WHAT IS REQUIRED: Print the following lines verbatim, from the line containing "Could you locate the white" through the final line, both included.

THE DATA:
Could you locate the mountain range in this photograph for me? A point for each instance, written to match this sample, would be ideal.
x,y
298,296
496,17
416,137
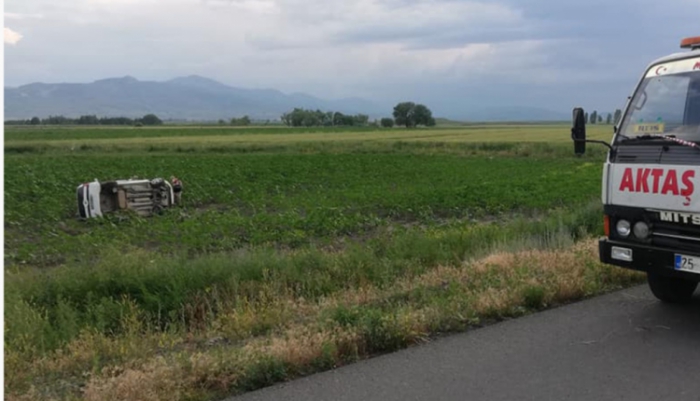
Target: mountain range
x,y
198,98
184,98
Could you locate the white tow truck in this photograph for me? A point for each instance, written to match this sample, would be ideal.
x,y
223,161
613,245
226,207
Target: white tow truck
x,y
651,177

RESPONSE:
Could you locate the white tow truck in this photograph for me? A point for each instance, written to match this sample, would be ideal.
x,y
223,161
613,245
226,207
Target: white tow truck
x,y
651,177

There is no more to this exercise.